• **FRAGMENTO DEL DOCUMENTO**:
⟨

Recuperar el “obrerismo” originario de la Reforma significaría, en mi opinión, crear las condiciones para una tercera gran confluencia – la segunda se produjo en los 60 – entre obreros y estudiantes, entre el mundo del trabajo y la universidad, para hacer de la reforma social y el derecho a la universidad dos aspectos de un anhelo único.

Entrevistadores: Un término que en las últimas décadas circula en el medio universitario con orientaciones argumentativas muy variables es “innovación”. ¿Cómo lo ves a la luz de los actuales modelos hegemónicos de universidad?

Diego Tatián: Frente al progresismo reaccionario que disputa el sentido del estatuto universitario acusando de “conservadores” a quienes resisten la conversión de la Universidad en una empresa de servicios (y la consiguiente terciarización de la gestión universitaria), la interlocución con la historia, la anamnesia y la anacronía pueden esconder un insospechado contenido emancipatorio. En ese aspecto, una universidad democrática mantiene una importante dimensión conservacionista, que permite articular una lucidez crítica de contenidos antiguos y nuevos, contra el paradigma de una eficiencia definida en términos del mercado, que se busca hacer prosperar y naturalizar como modelo de las rutinas investigadoras y docentes, en cuanto pura prestación de servicios definida por la demanda estricta – de consumidores, de empresas, de mega-emprendimientos extractivos.

⟩

• **ENUNCIADO**: Transcribe de forma íntegra y sin ningún cambio el fragmento de la entrevista sobre la universidad que aparece arriba.

• **DATOS PROPORCIONADOS**:
⟨

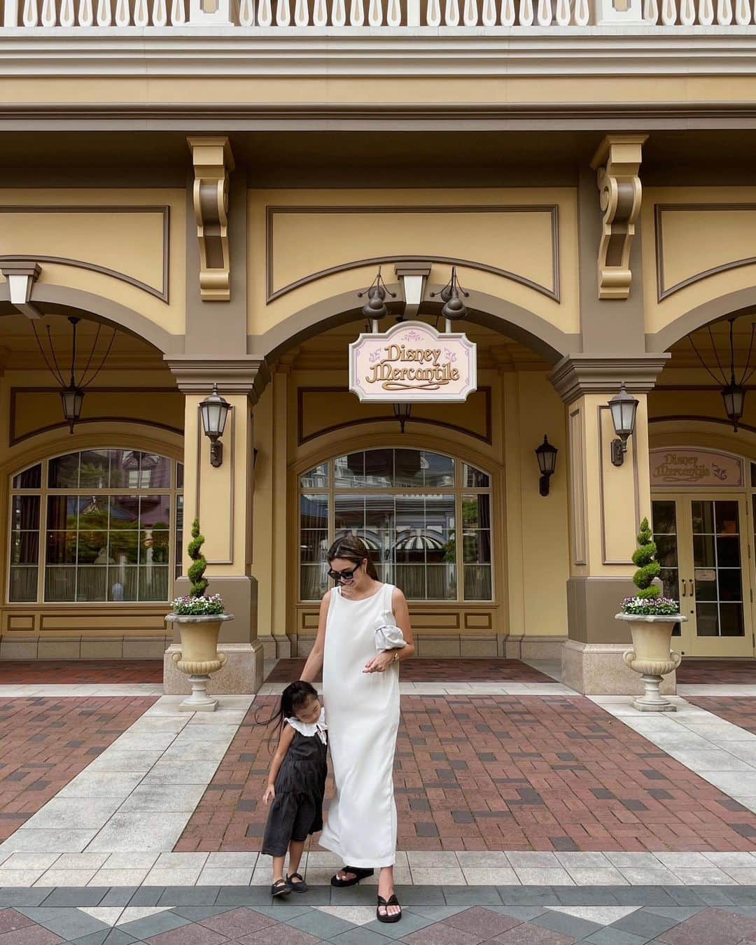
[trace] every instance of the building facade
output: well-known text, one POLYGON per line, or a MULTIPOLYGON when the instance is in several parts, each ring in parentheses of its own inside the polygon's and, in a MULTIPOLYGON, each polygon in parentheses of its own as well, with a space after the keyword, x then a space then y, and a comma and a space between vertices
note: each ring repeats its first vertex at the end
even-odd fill
POLYGON ((196 517, 225 691, 308 651, 346 532, 420 656, 611 692, 648 516, 679 648, 753 657, 756 397, 735 431, 721 389, 730 350, 750 370, 756 27, 676 3, 5 0, 0 659, 162 658, 196 517), (379 266, 382 330, 408 271, 443 327, 454 266, 477 345, 474 393, 404 430, 349 390, 379 266))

⟩

• **SOLUCIÓN DEL EJERCICIO**:
Recuperar el “obrerismo” originario de la Reforma significaría, en mi opinión, crear las condiciones para una tercera gran confluencia – la segunda se produjo en los 60 – entre obreros y estudiantes, entre el mundo del trabajo y la universidad, para hacer de la reforma social y el derecho a la universidad dos aspectos de un anhelo único.

Entrevistadores: Un término que en las últimas décadas circula en el medio universitario con orientaciones argumentativas muy variables es “innovación”. ¿Cómo lo ves a la luz de los actuales modelos hegemónicos de universidad?

Diego Tatián: Frente al progresismo reaccionario que disputa el sentido del estatuto universitario acusando de “conservadores” a quienes resisten la conversión de la Universidad en una empresa de servicios (y la consiguiente terciarización de la gestión universitaria), la interlocución con la historia, la anamnesia y la anacronía pueden esconder un insospechado contenido emancipatorio. En ese aspecto, una universidad democrática mantiene una importante dimensión conservacionista, que permite articular una lucidez crítica de contenidos antiguos y nuevos, contra el paradigma de una eficiencia definida en términos del mercado, que se busca hacer prosperar y naturalizar como modelo de las rutinas investigadoras y docentes, en cuanto pura prestación de servicios definida por la demanda estricta – de consumidores, de empresas, de mega-emprendimientos extractivos.